- **WORK TO BE COMPLETED**
Return, word for word, only the lines from the one containing "of the broad" through the last line of the entries.

(Saved data entries)
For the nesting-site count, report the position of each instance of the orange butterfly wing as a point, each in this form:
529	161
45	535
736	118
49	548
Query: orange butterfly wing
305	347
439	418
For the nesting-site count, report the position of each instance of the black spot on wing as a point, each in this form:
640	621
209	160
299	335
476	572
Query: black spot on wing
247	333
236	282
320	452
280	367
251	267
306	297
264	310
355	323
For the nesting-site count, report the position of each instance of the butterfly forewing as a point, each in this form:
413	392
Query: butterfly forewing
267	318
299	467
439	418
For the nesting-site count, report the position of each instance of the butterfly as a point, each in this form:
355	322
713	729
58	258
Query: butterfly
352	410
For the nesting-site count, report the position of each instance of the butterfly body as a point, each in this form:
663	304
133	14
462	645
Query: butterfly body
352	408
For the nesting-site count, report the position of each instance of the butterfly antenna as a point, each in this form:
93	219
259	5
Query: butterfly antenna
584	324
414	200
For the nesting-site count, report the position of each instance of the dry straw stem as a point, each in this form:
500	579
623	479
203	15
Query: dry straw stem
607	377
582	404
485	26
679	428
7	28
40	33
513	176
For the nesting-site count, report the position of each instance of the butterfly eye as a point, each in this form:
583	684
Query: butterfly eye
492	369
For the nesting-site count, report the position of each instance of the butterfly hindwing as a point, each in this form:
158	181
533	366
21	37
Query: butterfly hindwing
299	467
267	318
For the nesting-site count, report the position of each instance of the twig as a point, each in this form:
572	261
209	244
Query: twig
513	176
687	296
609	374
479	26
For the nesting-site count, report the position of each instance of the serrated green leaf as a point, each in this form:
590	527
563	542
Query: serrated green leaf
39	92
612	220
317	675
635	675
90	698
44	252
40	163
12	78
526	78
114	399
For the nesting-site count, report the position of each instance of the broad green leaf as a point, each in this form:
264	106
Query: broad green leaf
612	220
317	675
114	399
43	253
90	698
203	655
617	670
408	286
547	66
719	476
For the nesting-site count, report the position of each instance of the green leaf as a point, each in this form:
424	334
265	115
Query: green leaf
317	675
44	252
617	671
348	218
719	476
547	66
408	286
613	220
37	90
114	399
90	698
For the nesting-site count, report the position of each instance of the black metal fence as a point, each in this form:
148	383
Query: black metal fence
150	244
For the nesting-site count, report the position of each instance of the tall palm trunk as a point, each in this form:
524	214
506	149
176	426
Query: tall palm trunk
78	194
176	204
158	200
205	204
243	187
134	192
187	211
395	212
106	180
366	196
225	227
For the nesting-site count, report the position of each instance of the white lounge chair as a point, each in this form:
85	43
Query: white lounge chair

- **COMPLETE OUTPUT**
For the nesting-site count, report the position of each instance of the broad green leaf as a point, each in this form:
264	106
Query: broad green leaf
612	220
317	675
114	399
43	253
90	698
203	655
617	670
408	286
547	66
719	476
For the nesting-site count, report the position of each instance of the green leaf as a point, each in this form:
424	334
265	115
Query: green leaf
317	675
44	252
617	671
348	218
719	476
547	66
408	286
613	220
37	90
114	399
90	698
For the nesting-site count, report the position of each instance of the black metal fence as a point, each in this form:
148	383
Query: black metal fence
150	244
For the nesting-site count, report the position of each instance of the tall palm trunk as a point, each in this form:
524	214
506	149
176	426
Query: tall palm trunk
78	194
176	204
158	200
205	204
243	187
134	192
187	211
395	212
106	180
366	196
225	227
For the nesting-site count, report the position of each instance of the white lounge chair as a point, each in this form:
85	43
Query: white lounge chair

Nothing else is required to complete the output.